**RAW DATA:**
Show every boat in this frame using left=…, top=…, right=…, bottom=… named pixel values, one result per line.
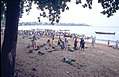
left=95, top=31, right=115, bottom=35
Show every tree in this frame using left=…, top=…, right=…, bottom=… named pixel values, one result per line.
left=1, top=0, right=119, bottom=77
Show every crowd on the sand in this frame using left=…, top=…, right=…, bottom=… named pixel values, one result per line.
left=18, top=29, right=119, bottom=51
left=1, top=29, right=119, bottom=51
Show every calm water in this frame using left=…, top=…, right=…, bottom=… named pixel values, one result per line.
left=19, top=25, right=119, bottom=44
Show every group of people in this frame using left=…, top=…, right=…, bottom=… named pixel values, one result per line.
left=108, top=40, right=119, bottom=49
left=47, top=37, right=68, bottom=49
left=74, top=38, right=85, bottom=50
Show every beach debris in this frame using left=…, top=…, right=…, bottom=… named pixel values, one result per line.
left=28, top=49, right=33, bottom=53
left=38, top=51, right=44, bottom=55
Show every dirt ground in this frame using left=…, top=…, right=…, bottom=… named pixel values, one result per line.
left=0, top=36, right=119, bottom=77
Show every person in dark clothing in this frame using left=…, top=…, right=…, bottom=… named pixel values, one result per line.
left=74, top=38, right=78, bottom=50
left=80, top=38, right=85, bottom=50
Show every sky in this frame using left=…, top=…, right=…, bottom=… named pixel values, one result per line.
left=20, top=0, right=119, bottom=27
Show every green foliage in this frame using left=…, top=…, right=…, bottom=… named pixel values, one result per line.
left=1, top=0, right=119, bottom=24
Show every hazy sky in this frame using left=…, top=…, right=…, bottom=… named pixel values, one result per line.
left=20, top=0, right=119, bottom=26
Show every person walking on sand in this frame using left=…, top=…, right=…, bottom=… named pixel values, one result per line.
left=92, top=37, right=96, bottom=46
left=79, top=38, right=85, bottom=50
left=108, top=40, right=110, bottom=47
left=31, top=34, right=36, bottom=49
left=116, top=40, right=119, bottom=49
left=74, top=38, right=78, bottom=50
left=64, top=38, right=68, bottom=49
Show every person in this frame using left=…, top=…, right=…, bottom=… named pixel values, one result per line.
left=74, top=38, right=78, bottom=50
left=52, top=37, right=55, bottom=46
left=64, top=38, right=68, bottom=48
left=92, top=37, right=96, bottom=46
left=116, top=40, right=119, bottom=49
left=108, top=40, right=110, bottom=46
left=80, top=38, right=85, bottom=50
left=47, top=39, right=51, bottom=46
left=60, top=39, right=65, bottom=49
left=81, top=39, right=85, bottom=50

**GIVEN EXERCISE:**
Please rewrite the listing from the line that contains "Show every person walking" through its last line, keeping the requests unchanged and multiplying every bounding-box coordinate in the answers by 0.7, rounded to the nearest whole number with halves rounded up. Include both the starting line and the final line.

**RESULT OF THE EXERCISE:**
Show every person walking on sand in this frame using left=…, top=…, right=…, bottom=… named pixel values, one result per line.
left=64, top=26, right=67, bottom=32
left=55, top=27, right=60, bottom=35
left=76, top=28, right=77, bottom=33
left=22, top=24, right=25, bottom=34
left=81, top=28, right=83, bottom=34
left=52, top=27, right=55, bottom=35
left=45, top=27, right=48, bottom=34
Show every person in this frame using left=…, top=…, right=…, bottom=… named pixel values, one result per line.
left=52, top=27, right=55, bottom=35
left=36, top=26, right=39, bottom=32
left=45, top=27, right=48, bottom=34
left=64, top=26, right=67, bottom=32
left=81, top=28, right=83, bottom=34
left=76, top=28, right=77, bottom=32
left=56, top=27, right=60, bottom=35
left=33, top=27, right=36, bottom=32
left=42, top=27, right=46, bottom=34
left=57, top=27, right=60, bottom=35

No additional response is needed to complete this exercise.